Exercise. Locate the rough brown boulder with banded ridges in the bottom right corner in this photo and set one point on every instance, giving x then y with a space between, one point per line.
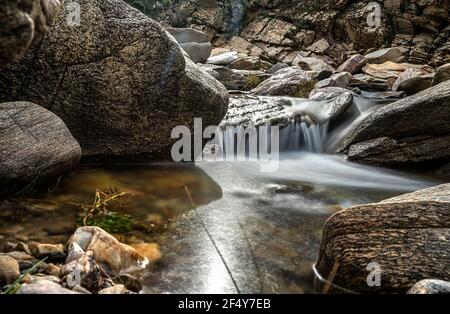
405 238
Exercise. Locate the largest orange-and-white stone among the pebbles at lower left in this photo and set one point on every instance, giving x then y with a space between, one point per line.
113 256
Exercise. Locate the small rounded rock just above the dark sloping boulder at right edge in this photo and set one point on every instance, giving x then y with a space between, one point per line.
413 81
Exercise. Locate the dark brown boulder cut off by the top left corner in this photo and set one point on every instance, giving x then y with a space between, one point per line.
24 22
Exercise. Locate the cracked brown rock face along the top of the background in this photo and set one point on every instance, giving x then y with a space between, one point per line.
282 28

━━━━━━━━━━━━━━━━━━━━━━━━━━━━━━

**Problem requirements:** The data above should be returned in full, exactly as written, apart from its images.

**Reply:**
Exercise. Locate the rough brown boulder with banded ridges in the bottom right corner in this photo and set one point on every instance, giving x then y with a space between, one point per line.
405 238
Exercise. Locate the largest orange-and-white stone among the pebbles at lower left in this photo and set one point on every instance, giving x then y with a space between, one point per line.
113 256
Exercise. Locate the small rounded rock just above the dark sloping boulder at right edge in this photo and set one point on every instance, giving x then y with a space between, one point per line.
413 81
Exercise. Locate the dark brown boulder cut off by the top left corner in this photo and set one point on every instance, giving x then y with a space between, one point per line.
24 22
Exercise. Locate the cracked brown rock face along the top of the background in this photo and set one point on every instance, giving x then y with a space between, one point per line.
282 28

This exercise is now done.